> _Texte_
-------
En l’espèce, le terrain, sis en zone agricole, affecté à des cultures de rente avait été remplacé par un autre terrain, avec une affectation identique, de sorte que la condition de la nécessité pour son entreprise était indiscutable. L’exigence de « l’égalité de fonction » n’était plus applicable depuis la réforme de l’imposition des entreprises II entrée en vigueur le 1er janvier 2019. Les conditions des art. 30 LIFD et 21 LIPP étaient donc réalisées, ce d’autant plus que la pratique admettait un délai de deux ans dès la conclusion du contrat de vente. Ce délai avait été in casu respecté. La parcelle n° 1'922 d’une surface de 21'740 m2 avait été remplacée par la parcelle n° 2'022 d’une surface de 32'436 m2 pour combler directement les besoins de leur exploitation agricole. Les agriculteurs avaient ainsi vendu un bien nécessaire à leur exploitation et réinvesti une partie du produit de la vente pour acquérir un bien de remplacement, tout autant nécessaire à leur exploitation. Les art. 30 al. 1 et 64 al. 1 LIFD étaient donc pleinement applicables à leur cas, à titre subsidiaire. Ils pouvaient ainsi prétendre à une « déduction » de CHF 97'308.- pour le bien acquis en remploi dans l’hypothèse où le produit réalisé par la vente de la parcelle n° 1'922 venait à être intégré aux revenus de leur activité professionnelle d’agriculteurs.
b. L’AFC a conclu au rejet du recours, précisant que le prix obtenu pour la vente de la parcelle n° 1'922 n’était pas de CHF 64.35 le m2, mais de CHF 100 le m2, montant très supérieur au prix maximum licite de CHF 8.- le m2 pour la vente d’une parcelle située en zone agricole.
-------
> _Échantillon de données_
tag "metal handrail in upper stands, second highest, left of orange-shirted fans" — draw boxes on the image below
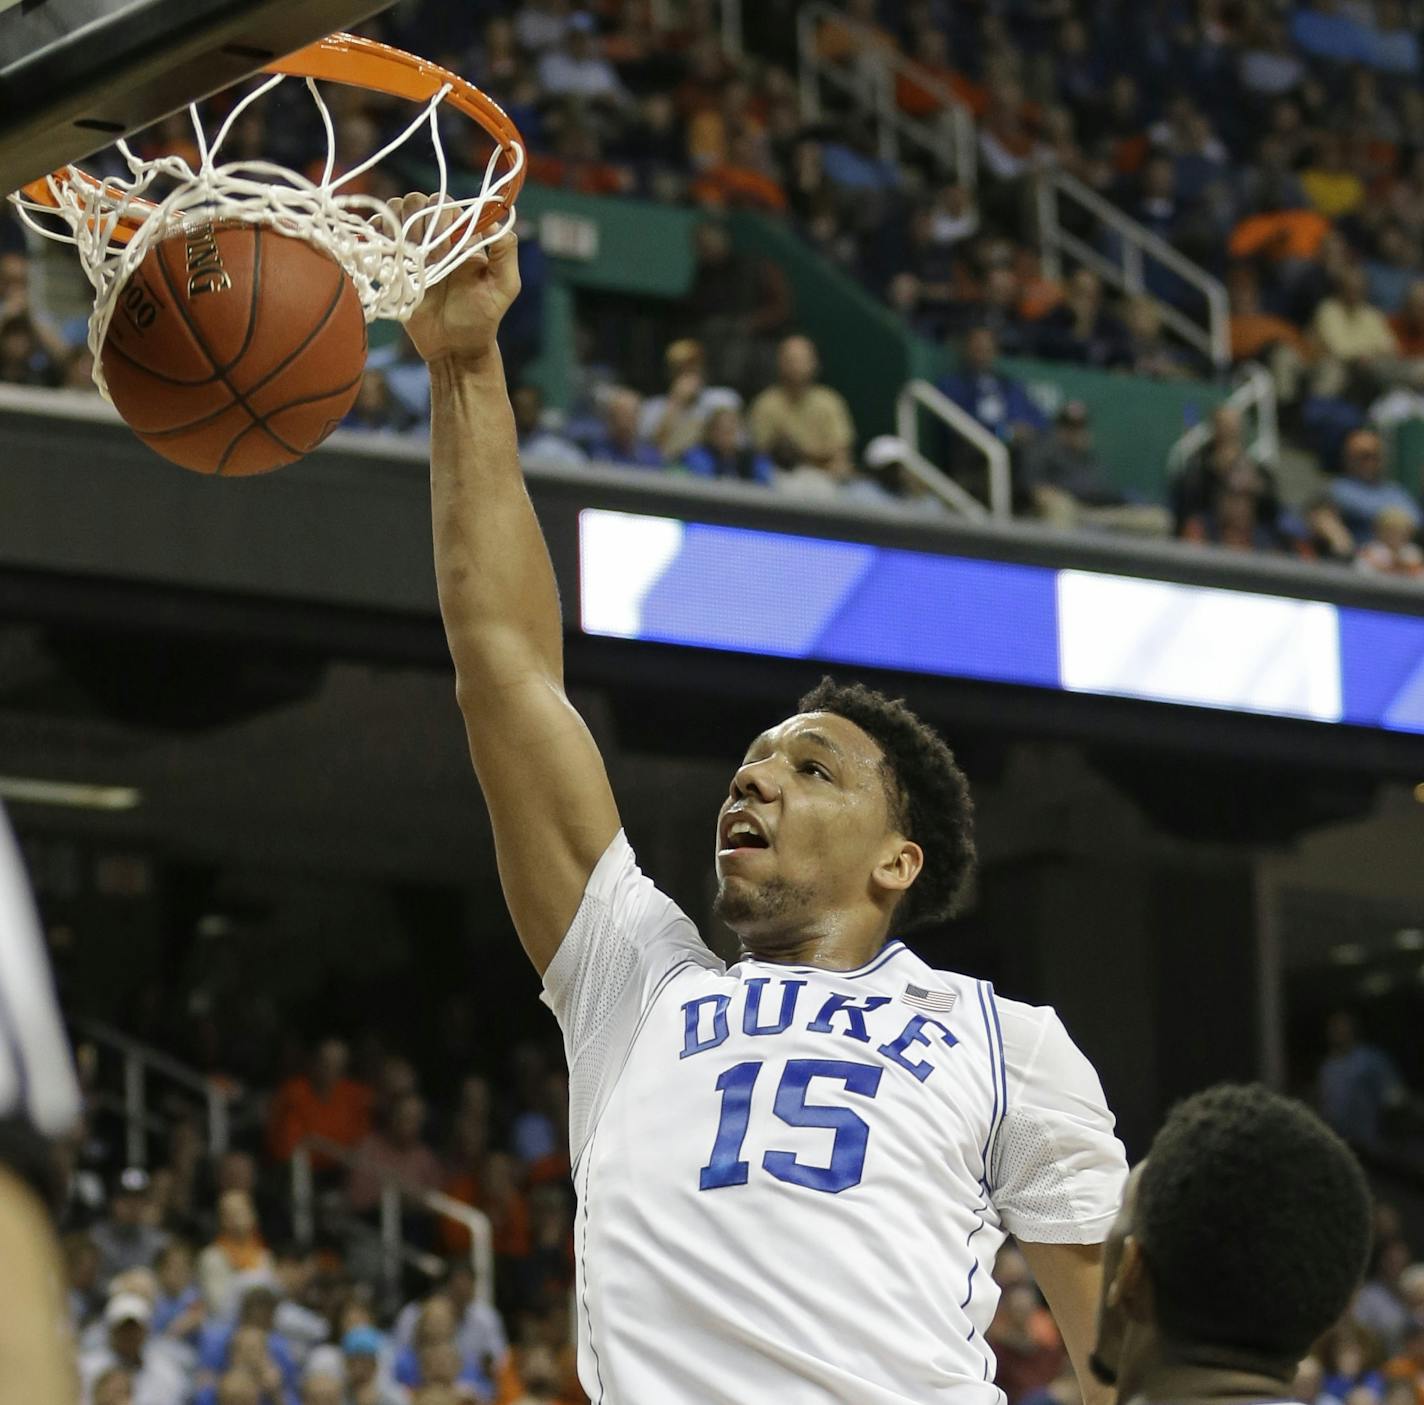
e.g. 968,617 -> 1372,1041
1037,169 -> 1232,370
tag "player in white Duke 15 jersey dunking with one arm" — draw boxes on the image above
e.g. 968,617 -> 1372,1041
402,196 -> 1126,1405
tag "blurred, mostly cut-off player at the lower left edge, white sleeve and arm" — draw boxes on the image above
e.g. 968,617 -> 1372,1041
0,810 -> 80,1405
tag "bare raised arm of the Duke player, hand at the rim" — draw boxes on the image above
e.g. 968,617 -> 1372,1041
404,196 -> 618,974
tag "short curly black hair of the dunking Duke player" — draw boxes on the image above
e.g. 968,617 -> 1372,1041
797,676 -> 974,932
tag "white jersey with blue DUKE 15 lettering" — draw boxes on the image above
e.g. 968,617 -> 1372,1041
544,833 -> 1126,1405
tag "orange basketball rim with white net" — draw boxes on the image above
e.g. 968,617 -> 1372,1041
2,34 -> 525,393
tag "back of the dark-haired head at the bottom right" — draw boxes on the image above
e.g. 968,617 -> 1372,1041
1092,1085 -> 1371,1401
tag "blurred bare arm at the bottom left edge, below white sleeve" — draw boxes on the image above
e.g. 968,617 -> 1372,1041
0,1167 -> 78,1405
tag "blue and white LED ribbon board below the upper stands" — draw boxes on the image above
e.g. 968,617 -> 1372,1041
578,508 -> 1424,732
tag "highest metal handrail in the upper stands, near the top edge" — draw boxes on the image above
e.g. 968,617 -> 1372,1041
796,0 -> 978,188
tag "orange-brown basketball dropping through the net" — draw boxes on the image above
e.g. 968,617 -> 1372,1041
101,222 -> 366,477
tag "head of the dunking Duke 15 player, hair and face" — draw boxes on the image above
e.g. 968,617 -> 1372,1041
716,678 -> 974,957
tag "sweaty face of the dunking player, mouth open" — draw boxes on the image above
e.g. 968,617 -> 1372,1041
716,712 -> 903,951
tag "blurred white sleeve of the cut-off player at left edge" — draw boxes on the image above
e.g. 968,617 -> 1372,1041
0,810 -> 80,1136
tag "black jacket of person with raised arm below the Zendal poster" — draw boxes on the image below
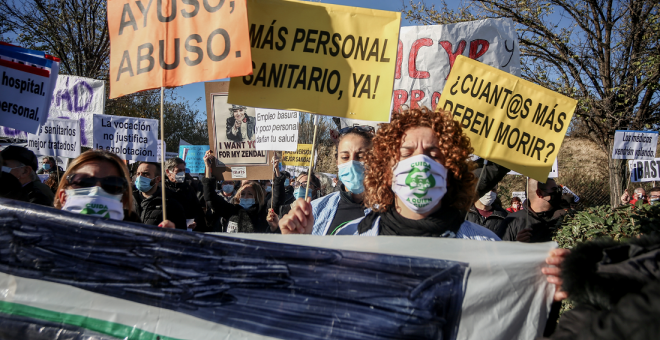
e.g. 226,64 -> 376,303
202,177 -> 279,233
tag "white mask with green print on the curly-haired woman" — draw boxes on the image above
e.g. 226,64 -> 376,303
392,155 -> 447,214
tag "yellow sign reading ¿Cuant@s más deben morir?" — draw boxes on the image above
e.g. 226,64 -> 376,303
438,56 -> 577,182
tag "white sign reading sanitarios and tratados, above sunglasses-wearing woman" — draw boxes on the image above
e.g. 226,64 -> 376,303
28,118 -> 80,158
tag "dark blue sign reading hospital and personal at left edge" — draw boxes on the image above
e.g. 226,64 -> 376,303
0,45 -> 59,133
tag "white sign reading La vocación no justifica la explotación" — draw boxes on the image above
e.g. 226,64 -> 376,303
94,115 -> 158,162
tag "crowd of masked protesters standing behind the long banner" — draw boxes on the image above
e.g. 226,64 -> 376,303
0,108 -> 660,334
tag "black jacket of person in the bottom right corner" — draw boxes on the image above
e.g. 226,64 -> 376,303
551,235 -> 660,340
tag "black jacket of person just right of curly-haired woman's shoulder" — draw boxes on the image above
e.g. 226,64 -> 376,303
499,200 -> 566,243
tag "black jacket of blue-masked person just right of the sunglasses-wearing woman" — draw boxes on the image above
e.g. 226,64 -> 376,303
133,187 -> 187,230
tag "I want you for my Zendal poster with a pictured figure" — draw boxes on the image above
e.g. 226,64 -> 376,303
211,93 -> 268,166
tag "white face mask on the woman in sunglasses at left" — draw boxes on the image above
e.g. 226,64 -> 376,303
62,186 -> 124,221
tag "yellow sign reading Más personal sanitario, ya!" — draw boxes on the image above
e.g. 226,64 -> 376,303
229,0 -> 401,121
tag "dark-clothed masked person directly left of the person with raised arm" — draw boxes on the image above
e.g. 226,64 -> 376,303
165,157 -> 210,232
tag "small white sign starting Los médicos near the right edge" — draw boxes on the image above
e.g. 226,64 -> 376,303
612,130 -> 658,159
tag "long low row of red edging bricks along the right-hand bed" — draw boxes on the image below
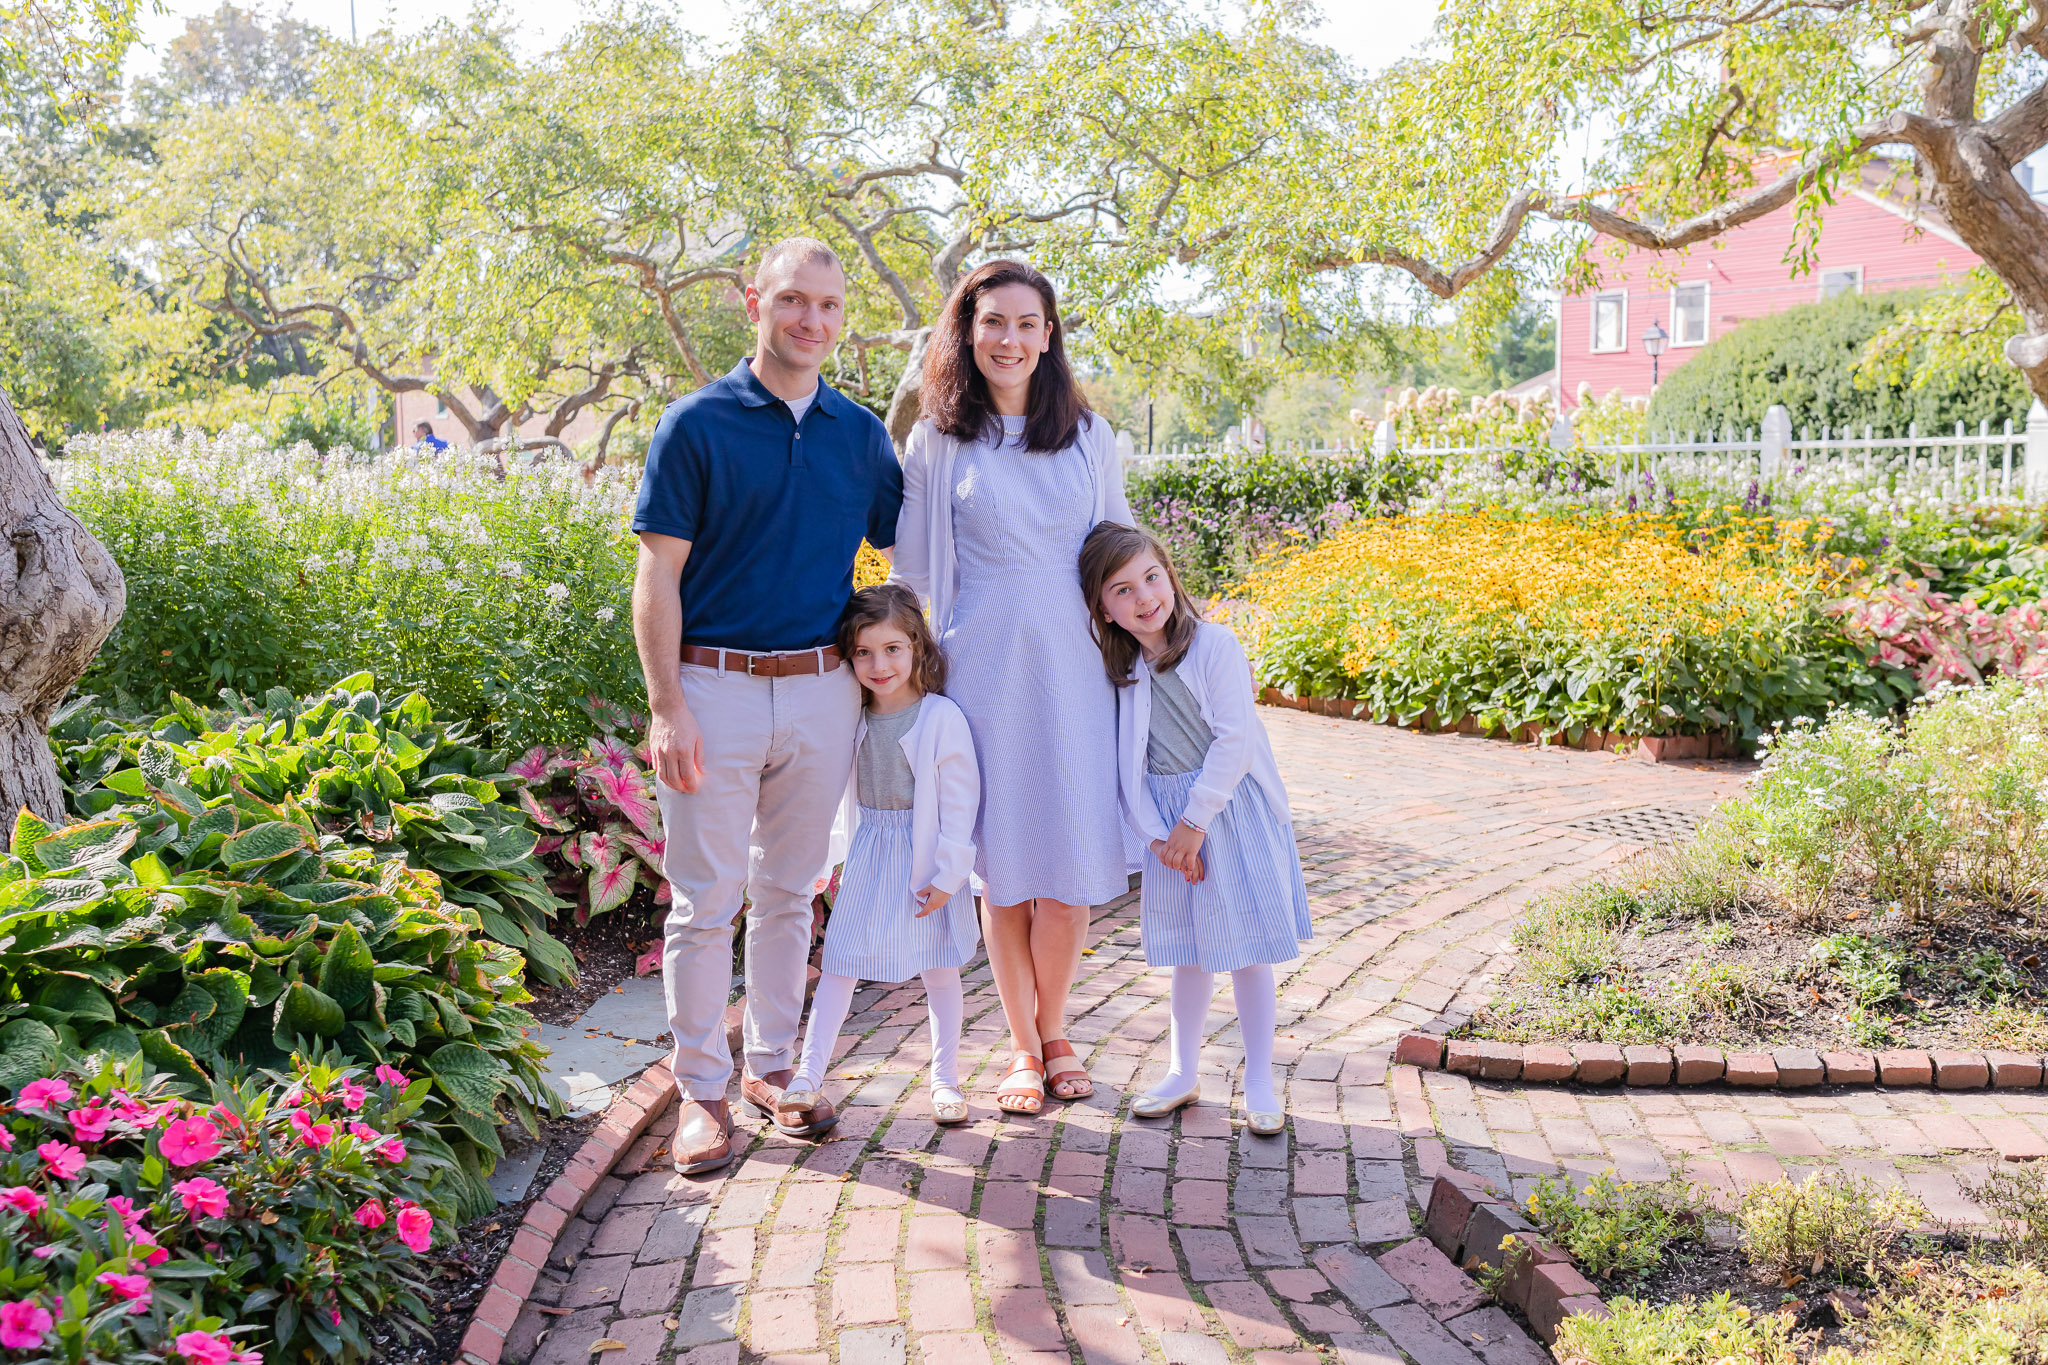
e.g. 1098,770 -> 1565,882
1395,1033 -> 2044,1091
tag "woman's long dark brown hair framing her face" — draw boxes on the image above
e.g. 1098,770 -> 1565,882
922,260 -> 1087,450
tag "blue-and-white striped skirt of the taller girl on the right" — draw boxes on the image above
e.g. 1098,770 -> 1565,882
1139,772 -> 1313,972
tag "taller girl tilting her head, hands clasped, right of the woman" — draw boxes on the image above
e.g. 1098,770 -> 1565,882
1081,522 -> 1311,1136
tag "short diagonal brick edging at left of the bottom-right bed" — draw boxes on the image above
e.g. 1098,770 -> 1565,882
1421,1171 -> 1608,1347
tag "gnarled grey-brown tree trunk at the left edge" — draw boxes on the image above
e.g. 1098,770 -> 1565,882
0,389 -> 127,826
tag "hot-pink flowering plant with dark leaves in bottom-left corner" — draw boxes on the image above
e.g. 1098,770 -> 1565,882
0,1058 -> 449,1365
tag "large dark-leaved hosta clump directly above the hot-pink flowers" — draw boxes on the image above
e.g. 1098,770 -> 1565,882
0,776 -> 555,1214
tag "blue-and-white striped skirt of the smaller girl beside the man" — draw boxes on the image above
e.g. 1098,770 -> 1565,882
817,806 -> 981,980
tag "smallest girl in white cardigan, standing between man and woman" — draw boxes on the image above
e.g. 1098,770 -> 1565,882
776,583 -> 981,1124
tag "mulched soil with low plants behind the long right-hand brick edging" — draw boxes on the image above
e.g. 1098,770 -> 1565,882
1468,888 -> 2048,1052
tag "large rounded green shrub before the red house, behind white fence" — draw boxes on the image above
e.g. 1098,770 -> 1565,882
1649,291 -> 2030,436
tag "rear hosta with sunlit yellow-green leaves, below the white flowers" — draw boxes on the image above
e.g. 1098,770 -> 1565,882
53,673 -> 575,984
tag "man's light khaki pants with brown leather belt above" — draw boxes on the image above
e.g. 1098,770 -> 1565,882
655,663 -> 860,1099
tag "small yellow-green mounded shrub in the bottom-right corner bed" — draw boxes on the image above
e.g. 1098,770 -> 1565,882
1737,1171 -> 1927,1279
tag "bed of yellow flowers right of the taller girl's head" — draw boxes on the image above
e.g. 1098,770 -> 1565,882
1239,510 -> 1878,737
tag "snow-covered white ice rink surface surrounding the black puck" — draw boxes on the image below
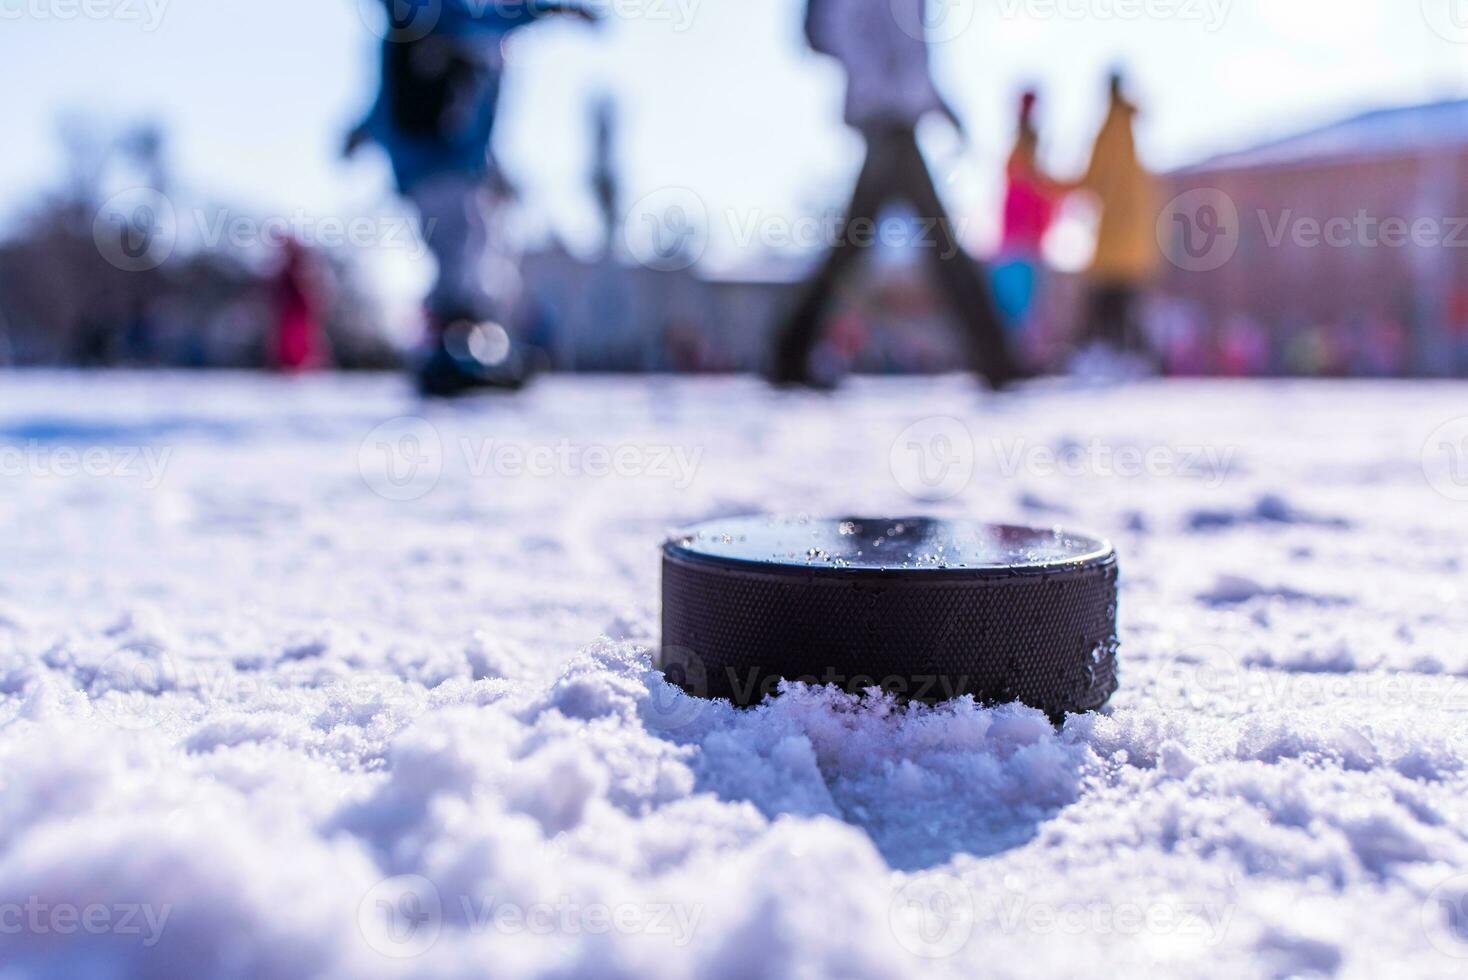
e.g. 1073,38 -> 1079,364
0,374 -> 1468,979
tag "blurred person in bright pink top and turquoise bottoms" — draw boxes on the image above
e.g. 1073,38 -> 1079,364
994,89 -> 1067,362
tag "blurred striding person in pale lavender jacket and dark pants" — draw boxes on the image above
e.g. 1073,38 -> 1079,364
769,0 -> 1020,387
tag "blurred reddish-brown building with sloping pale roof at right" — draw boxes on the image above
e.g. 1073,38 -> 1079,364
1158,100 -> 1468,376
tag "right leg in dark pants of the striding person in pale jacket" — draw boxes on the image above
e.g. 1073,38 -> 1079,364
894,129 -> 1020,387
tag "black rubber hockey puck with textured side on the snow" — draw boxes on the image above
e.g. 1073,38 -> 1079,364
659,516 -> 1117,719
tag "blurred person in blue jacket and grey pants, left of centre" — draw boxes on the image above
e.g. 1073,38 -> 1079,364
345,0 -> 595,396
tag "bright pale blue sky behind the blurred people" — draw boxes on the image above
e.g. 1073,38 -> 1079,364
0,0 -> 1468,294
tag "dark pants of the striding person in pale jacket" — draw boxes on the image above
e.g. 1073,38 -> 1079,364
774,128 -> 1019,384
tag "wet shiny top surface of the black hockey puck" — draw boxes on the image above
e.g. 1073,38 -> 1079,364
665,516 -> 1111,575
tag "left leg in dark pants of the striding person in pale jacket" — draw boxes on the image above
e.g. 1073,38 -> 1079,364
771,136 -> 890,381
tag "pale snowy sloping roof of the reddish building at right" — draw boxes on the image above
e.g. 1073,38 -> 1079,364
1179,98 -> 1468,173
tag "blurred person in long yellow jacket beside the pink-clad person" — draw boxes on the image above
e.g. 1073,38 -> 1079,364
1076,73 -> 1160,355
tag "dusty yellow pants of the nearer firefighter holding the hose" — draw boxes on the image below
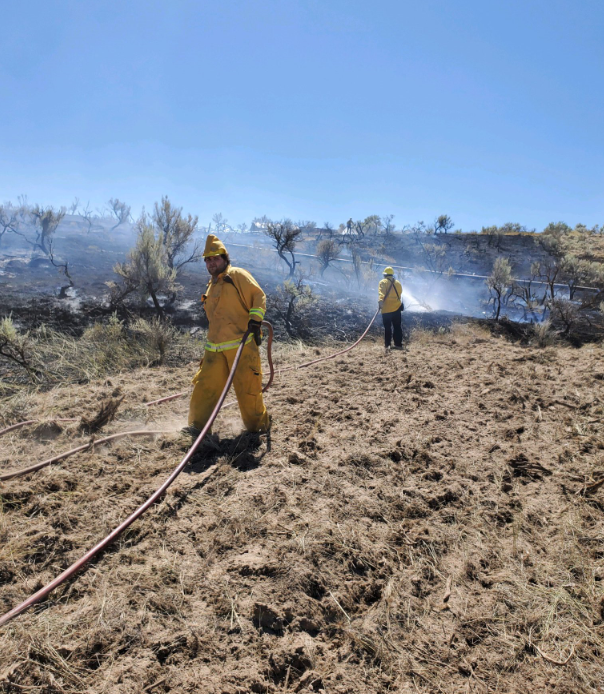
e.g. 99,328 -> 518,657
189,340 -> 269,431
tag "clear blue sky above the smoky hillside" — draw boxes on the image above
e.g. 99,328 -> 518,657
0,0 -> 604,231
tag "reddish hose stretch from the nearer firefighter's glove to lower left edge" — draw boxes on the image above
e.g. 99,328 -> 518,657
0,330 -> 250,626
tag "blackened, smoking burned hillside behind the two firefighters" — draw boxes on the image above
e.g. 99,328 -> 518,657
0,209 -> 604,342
-------
> _Votre tâche_
Traduisez en anglais cette phrase du texte : « La parcelle n° 1'922 d’une surface de 21'740 m2 avait été remplacée par la parcelle n° 2'022 d’une surface de 32'436 m2 pour combler directement les besoins de leur exploitation agricole. » Ces enregistrements ont une autre origine que le texte.

> _Résultat obtenu_
Parcel No. 1'922, with an area of 21,740 m2, had been replaced by parcel No. 2'022, with an area of 32,436 m2, to directly meet the needs of their farming operation.